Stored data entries
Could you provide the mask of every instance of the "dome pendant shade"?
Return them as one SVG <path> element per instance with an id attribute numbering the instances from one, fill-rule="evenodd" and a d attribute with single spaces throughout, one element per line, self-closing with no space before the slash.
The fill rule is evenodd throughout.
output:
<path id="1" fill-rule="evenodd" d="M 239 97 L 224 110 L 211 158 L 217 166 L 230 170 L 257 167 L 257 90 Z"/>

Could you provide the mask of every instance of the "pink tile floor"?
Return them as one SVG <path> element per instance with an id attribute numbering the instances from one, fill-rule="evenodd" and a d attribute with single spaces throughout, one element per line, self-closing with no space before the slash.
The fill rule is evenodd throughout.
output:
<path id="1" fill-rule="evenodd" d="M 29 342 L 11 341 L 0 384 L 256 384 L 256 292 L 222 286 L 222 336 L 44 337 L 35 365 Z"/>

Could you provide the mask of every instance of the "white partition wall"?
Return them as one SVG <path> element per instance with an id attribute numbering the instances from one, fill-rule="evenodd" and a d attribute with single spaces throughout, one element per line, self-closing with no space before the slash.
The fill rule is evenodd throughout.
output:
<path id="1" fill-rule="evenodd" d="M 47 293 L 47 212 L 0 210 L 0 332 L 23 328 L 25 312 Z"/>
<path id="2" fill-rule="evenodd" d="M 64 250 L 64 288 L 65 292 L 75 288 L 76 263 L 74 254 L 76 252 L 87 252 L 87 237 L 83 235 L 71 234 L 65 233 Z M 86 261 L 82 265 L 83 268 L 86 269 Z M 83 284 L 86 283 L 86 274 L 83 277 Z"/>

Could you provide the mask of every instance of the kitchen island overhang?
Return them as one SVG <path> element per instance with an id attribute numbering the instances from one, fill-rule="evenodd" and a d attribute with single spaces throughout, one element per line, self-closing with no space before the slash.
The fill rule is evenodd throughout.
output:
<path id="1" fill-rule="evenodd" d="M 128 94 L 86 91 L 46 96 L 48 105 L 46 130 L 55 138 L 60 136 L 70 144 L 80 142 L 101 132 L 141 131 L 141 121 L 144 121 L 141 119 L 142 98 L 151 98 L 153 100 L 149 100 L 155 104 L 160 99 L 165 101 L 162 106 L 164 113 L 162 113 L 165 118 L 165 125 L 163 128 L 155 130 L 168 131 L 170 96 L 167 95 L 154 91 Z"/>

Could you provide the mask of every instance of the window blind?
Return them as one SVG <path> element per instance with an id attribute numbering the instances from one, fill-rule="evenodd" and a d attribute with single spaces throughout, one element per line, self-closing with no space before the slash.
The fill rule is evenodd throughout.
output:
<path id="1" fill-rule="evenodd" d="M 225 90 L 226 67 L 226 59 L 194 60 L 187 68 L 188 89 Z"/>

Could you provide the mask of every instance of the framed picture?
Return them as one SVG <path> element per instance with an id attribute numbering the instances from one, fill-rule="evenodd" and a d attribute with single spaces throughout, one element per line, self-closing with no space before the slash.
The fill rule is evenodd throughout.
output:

#### EXERCISE GOAL:
Copy out only the part of the listing starting at the line containing "Could you provide the mask of every instance of the framed" and ending at the close of the listing, with "framed picture" changed to "wall mirror" and nothing else altered.

#### RIGHT ANSWER:
Could you provide the mask of every instance of the wall mirror?
Return them as one SVG <path> element per instance with an id attribute numbering the instances from one, fill-rule="evenodd" and a d attribute with single spaces throughout, one element per line, self-closing with no space before the slash.
The fill rule is evenodd throughout.
output:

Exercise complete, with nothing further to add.